=== Passage du texte ===
=======
D'un autre côté, les papes, depuis l'établissement de la pragmatique-sanction, regardoient les François à peu près comme des schismatiques; ce décret avoit ôté au Saint-Siège tout prétexte d'exaction sur le clergé de France, et, en respectant les liens de l'unité, avoit brisé tous ceux de la dépendance. Le pape Jules II, implacable ennemi de Louis XII son bienfaiteur, l'avoit persécuté toute sa vie; les guerres que ce roi modéré avoit eu à soutenir contre ce pontife violent, avoient encore répandu sur la France un vernis odieux de schisme, qui lui avoit nui dans l'Europe et dont Ferdinand le Catholique avoit su tirer avantage. Le concile de Pise, convoqué par Louis XII pour la déposition de Jules II, étoit déclaré schismatique, Louis XII luimême l'avoit désavoué; les cardinaux qui avoient cité Jules II au concile de Pise s'étoient prosternés devant Léon X son successeur, et, pour être réhabilités, ils avoient reconnu la justice de leur dégradation; le concile de Latran annuloit la pragmatique, tonnoit contre ses fauteurs, les citoit et alloit les condamner. Le royaume, selon la forme ordinaire, avoit été mis en interdit; ces étincelles, en se rallumant, pouvoient causer un grand incendie. Louis XII, voulant les éteindre, avoit promis d'envoyer les prélats François

au concile de Latran, pour prendre part aux actes de ce concile, et répondre sur le fait de la pragmatique ; il avoit seulement demandé un délai, les chemins n'étant pas libres à cause de la guerre; il eût sans doute tenu parole à la paix, si la mort ne l'eût prévenu.
=======
=== Données fournies ===
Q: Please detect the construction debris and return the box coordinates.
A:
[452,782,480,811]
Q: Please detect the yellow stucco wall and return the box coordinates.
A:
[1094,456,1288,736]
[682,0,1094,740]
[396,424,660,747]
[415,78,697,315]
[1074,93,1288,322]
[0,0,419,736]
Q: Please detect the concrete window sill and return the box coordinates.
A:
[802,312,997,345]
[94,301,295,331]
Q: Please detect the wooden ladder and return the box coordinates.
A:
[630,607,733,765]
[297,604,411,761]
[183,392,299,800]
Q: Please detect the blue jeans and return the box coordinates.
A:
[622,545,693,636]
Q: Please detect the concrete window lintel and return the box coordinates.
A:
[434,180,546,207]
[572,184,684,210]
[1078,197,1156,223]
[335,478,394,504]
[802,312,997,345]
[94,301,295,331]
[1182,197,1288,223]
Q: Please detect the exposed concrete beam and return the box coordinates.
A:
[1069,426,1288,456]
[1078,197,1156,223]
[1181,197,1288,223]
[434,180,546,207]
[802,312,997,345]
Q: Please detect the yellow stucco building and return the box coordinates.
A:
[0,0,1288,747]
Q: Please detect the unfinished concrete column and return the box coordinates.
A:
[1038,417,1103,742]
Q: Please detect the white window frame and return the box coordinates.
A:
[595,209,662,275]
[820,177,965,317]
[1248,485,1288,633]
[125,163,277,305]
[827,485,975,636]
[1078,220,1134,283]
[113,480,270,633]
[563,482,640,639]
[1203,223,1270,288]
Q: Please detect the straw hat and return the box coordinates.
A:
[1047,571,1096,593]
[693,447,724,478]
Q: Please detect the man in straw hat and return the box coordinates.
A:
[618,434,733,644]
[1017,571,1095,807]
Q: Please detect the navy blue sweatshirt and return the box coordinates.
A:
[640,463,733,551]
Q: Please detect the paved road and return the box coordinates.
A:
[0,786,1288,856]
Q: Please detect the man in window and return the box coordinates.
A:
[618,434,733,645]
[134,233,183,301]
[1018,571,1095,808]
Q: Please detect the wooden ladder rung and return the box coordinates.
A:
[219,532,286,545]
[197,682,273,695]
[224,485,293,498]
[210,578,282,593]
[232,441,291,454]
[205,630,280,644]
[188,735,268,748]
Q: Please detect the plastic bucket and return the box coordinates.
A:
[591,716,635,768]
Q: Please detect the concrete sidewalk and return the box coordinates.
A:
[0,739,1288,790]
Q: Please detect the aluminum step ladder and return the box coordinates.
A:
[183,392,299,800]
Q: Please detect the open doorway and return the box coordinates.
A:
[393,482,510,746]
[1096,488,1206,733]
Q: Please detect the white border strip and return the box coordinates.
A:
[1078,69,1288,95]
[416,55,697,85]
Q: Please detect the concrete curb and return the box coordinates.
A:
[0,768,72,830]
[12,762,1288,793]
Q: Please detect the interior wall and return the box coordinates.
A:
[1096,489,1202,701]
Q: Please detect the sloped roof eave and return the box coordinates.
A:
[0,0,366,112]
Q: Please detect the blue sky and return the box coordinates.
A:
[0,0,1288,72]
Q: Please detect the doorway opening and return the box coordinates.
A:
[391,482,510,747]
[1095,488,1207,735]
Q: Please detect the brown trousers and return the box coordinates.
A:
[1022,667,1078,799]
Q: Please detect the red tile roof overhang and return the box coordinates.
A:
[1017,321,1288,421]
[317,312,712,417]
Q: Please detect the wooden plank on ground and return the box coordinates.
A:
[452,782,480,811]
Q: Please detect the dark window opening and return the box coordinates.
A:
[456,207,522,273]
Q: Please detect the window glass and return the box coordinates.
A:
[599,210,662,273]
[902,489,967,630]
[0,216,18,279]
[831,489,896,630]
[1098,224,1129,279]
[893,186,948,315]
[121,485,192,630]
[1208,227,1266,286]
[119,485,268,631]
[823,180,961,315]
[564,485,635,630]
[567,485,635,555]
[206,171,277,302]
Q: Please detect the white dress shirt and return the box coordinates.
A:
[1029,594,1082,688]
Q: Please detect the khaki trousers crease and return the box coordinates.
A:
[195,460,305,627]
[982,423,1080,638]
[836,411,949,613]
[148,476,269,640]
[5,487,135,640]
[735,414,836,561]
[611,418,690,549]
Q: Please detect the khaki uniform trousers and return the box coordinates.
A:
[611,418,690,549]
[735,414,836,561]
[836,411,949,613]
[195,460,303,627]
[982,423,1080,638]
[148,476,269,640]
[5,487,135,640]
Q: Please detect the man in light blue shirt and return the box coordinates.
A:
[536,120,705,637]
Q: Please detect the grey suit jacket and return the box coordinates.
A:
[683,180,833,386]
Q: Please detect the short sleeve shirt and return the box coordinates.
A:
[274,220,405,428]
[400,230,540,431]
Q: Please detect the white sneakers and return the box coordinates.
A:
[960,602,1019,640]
=======
=== Consigne donnée ===
Recopiez mot pour mot tout le passage sur la pragmatique-sanction.

=== La réponse ===
D'un autre côté, les papes, depuis l'établissement de la pragmatique-sanction, regardoient les François à peu près comme des schismatiques; ce décret avoit ôté au Saint-Siège tout prétexte d'exaction sur le clergé de France, et, en respectant les liens de l'unité, avoit brisé tous ceux de la dépendance. Le pape Jules II, implacable ennemi de Louis XII son bienfaiteur, l'avoit persécuté toute sa vie; les guerres que ce roi modéré avoit eu à soutenir contre ce pontife violent, avoient encore répandu sur la France un vernis odieux de schisme, qui lui avoit nui dans l'Europe et dont Ferdinand le Catholique avoit su tirer avantage. Le concile de Pise, convoqué par Louis XII pour la déposition de Jules II, étoit déclaré schismatique, Louis XII luimême l'avoit désavoué; les cardinaux qui avoient cité Jules II au concile de Pise s'étoient prosternés devant Léon X son successeur, et, pour être réhabilités, ils avoient reconnu la justice de leur dégradation; le concile de Latran annuloit la pragmatique, tonnoit contre ses fauteurs, les citoit et alloit les condamner. Le royaume, selon la forme ordinaire, avoit été mis en interdit; ces étincelles, en se rallumant, pouvoient causer un grand incendie. Louis XII, voulant les éteindre, avoit promis d'envoyer les prélats François

au concile de Latran, pour prendre part aux actes de ce concile, et répondre sur le fait de la pragmatique ; il avoit seulement demandé un délai, les chemins n'étant pas libres à cause de la guerre; il eût sans doute tenu parole à la paix, si la mort ne l'eût prévenu.